### GIVEN REQUEST 1
Reproduce the t-SNE excerpt between "X, colour = make_swiss_roll(n_samples=3000, noise=0.01)" and "swiss_tsne = tsne.fit_transform(X)", inclusive.

### QUOTED TEXT
* * * * *

Let’s try it out on the swiss roll toy dataset.

import warnings
warnings.filterwarnings("ignore")
import matplotlib.pyplot as plt
from mpl_toolkits.mplot3d import Axes3D
import mpl_toolkits.mplot3d.axes3d as p3

from sklearn.datasets import make_swiss_roll

X, colour = make_swiss_roll(n_samples=3000, noise=0.01)
from sklearn.manifold import TSNE

tsne = TSNE(random_state=42, perplexity=30, init='pca')
swiss_tsne = tsne.fit_transform(X)
plot_swiss_roll(X, colour, swiss_tsne)
../_images/d4d2cfe60d520c4af4cd666c993f7a30f671c99a8437375178b703000e69cfaf.png
  • It’s identifying more or less clear clusters from this complicated structure.

  • We’re not going to talk about the details of the algorithm.

  • My goal is to give you an intuition, let you know that it exists, and show you how to use it for visualization.

4.2.2 How does it work? (high-level)#

  • t-SNE is designed to measure how well the low-dimensional representation of the data preserves the pairwise similarities between points compared to the original high-dimensional data.

In the high-dimensional space

  • t-SNE begins by calculating the pairwise similarities between points as probabilities.

  • The similarity between points \(x_i\) and \(x_j\) is represented by probability \(p_{ij}\) which is high when the points are close together in the high-dimensional space and low when they are further apart.

  • The probability is calculated using Gaussian distribution, centered at each point \(x_i\). Then \(p_{ij}\) is the density of \(x_j\) under this Gaussian distribution.

  • The variance of the Gaussian distribution is influenced by the hyperparameter perplexity.

  • You can think of this probability as given that I’m at point \(x_i\) what’s the probability that \(x_j\) is my neighbour. The perplexity hyperparamter determines how many neighbors effectively participate in the distribution.

In the low-dimensional space

  • t-SNE begins by randomly initializing the points in the low-dimensional map

  • Then it calculates a similar set of pairwise probabilities \(q_{ij}\) in low-dimensional space

  • Similar to high-dimensional space, these probabilities indicate how close or far apart the points are in the low-dimensional representation.

  • The calculation uses a similar idea but with a crucial difference: it uses a t-distribution rather than a Gaussian distribution to calculate the probabilities in the lower-dimensional space to mitigate the “crowding problem”.

  • The heavier tails of t-distribution mean that it assigns a higher probability to events further away from the mean. This ensures that local structures are preserved and the distances between moderately distant points are exaggerated (compared to a Gaussian distribution), making clusters more distinct and easier to identify visually.

(Optional) 4.2.2 Loss function of t-SNE#

The loss function of t-SNE measures the mismatch between the high-dimensional probabilities \(p_{ij}\) and the low-dimensional probabilities \(q_{ij}\). It uses the Kullback-Leibler (KL) divergence to quantify the difference between two probability distributions.

* * * * *

### DATA SUPPLIED
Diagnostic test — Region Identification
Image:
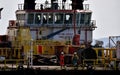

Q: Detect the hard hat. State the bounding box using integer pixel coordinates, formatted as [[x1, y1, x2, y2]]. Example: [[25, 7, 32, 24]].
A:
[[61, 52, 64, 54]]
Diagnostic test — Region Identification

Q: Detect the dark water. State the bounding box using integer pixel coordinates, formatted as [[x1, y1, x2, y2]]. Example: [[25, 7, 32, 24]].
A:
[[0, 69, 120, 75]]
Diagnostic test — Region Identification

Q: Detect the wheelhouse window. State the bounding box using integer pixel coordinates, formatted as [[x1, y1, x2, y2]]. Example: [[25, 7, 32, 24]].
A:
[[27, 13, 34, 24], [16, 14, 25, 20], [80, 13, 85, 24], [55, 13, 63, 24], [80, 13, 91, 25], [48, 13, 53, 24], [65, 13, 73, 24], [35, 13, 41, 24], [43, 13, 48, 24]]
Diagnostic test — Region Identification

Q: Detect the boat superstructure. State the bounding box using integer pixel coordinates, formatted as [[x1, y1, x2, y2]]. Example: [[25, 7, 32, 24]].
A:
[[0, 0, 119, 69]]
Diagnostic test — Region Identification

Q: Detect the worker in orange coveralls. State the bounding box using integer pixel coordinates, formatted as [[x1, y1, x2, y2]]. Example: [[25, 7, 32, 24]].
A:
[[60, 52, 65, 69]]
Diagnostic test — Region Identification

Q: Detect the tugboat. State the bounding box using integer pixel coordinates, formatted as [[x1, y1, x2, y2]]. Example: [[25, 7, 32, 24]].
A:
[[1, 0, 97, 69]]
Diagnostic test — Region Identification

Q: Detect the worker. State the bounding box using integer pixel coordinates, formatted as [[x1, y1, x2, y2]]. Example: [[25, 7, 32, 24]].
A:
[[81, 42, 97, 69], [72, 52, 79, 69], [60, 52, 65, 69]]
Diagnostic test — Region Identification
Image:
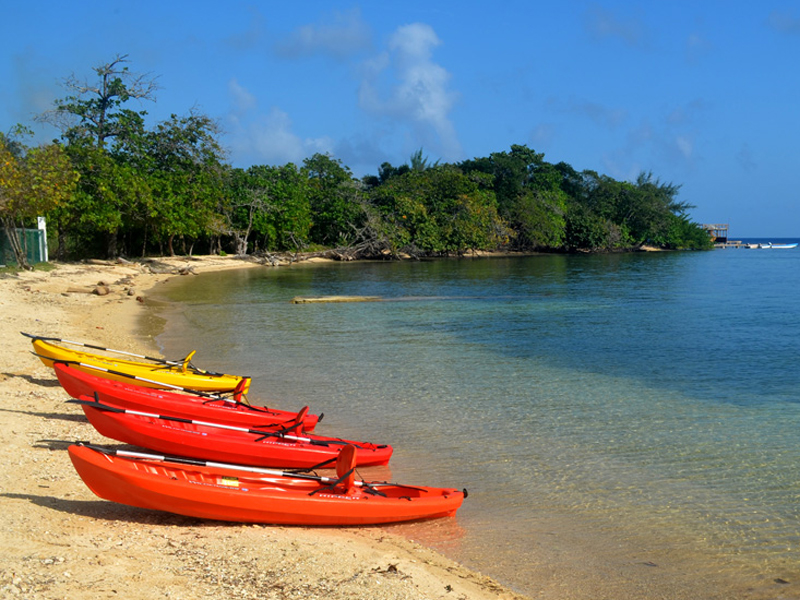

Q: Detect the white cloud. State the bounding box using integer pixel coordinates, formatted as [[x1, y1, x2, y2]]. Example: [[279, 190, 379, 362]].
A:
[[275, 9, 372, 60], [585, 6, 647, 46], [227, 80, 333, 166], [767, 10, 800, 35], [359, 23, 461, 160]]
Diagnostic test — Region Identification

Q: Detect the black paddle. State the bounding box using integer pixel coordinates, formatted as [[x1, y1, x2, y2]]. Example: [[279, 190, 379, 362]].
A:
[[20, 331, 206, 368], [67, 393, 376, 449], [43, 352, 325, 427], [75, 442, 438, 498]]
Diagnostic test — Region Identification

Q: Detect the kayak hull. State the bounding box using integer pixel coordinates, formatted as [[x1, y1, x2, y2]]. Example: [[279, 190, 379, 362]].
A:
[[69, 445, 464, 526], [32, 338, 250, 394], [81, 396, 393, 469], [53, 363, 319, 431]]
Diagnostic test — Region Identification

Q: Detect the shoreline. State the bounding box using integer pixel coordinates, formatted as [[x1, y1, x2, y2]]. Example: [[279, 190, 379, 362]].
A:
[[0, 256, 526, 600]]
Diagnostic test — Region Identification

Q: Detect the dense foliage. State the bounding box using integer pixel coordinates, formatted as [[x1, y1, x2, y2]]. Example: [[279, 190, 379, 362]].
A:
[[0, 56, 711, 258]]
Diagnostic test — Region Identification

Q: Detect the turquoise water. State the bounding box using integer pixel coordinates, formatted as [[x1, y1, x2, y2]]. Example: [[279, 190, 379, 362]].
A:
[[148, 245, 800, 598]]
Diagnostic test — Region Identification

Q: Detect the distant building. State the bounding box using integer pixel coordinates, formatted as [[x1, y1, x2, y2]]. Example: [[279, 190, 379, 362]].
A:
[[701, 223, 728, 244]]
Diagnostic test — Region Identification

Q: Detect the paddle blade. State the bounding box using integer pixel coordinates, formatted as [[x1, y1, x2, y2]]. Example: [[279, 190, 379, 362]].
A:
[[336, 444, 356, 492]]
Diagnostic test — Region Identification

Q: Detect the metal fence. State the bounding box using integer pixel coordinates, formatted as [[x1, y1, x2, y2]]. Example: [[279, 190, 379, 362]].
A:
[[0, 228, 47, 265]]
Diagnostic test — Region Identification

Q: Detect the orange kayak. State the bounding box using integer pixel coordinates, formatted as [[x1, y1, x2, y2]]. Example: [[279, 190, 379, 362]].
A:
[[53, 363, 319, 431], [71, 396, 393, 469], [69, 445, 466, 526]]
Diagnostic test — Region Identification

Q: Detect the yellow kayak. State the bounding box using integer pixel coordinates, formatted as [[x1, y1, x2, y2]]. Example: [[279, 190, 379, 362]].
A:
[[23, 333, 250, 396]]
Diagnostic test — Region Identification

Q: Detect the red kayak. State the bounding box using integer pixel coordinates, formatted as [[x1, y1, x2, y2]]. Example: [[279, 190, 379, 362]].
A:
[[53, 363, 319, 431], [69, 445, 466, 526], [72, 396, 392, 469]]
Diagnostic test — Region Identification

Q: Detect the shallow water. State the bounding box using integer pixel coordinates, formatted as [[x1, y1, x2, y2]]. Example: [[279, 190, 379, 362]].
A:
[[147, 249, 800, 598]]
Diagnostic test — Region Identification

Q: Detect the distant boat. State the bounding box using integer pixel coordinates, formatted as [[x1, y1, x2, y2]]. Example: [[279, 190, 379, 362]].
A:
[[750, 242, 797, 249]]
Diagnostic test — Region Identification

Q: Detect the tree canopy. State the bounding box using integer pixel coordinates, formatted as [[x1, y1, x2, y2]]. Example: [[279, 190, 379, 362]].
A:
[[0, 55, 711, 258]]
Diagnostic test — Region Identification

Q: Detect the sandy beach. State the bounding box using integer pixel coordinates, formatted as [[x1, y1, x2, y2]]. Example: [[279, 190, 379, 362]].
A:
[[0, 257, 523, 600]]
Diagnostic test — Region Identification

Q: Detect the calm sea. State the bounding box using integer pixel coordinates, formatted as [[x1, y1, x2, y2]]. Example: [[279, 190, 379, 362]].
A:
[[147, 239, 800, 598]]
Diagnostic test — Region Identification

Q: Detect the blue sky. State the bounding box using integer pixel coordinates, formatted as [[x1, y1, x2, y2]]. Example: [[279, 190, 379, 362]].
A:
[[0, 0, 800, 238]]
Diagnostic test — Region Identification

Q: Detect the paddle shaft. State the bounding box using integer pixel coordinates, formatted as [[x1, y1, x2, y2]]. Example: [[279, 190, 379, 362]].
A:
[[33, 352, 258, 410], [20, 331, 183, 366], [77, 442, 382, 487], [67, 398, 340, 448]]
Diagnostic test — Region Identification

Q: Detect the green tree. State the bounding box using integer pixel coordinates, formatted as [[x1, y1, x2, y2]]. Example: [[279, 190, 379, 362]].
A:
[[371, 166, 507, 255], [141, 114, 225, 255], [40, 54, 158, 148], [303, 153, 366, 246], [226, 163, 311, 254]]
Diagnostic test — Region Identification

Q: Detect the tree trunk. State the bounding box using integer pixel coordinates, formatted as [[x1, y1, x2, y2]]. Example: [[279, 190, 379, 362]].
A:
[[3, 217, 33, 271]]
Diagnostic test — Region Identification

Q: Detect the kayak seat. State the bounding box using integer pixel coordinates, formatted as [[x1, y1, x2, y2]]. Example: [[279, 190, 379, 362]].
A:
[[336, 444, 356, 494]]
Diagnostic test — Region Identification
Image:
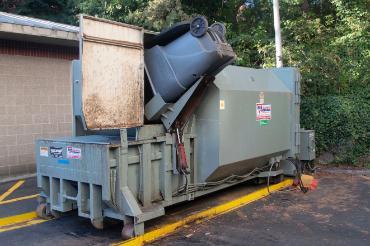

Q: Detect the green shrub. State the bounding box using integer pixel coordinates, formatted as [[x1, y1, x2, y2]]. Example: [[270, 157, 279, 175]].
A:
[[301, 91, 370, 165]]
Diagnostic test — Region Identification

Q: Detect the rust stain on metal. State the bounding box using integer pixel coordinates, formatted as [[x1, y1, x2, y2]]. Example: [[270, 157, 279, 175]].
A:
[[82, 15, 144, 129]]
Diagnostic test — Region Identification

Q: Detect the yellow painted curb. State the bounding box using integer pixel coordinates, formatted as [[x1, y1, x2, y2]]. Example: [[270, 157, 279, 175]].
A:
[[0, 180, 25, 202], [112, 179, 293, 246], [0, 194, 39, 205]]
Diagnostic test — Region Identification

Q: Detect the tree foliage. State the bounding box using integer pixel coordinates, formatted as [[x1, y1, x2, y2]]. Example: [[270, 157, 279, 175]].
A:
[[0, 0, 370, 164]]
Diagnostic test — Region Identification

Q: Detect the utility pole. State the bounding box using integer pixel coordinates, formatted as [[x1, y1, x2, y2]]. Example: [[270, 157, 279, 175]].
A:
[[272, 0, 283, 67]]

* * * * *

### GIVEN REQUEST 2
Rewrite the entries from their first line through the line holding "13, 48, 24]]", inclusive, changing "wheelhouse window" to "bridge window" and leaving everything else unchanged. Return only those lines, and leave out the picture.

### WRITTEN REPLY 1
X, colour = make_swiss_roll(n_samples=3000, noise=0.01)
from sklearn.manifold import TSNE

tsne = TSNE(random_state=42, perplexity=30, init='pca')
swiss_tsne = tsne.fit_transform(X)

### WRITTEN REPLY 2
Diagnostic test — Region Identification
Image:

Q: Detect the hard hat. State the bounding box using integer pixel coordinates, formatted as [[x1, y1, x2, y2]]. Example: [[25, 7, 32, 24]].
A:
[[61, 52, 64, 54]]
Diagnostic test — Region Identification

Q: Detect the dark water. State the bounding box using integer pixel coordinates, formatted as [[x1, y1, x2, y2]]. Example: [[25, 7, 32, 24]].
A:
[[0, 69, 120, 75]]
Diagnostic test — Region Identification

Q: Detect the bridge window. State the bounding box using integer pixel coordinates, formatted as [[x1, y1, x2, y2]]. Example: [[25, 7, 32, 24]].
A:
[[27, 13, 34, 24], [16, 14, 25, 20], [80, 13, 85, 24], [55, 13, 63, 24], [80, 13, 91, 25], [48, 13, 53, 24], [65, 13, 73, 24], [35, 13, 41, 24], [43, 13, 48, 24]]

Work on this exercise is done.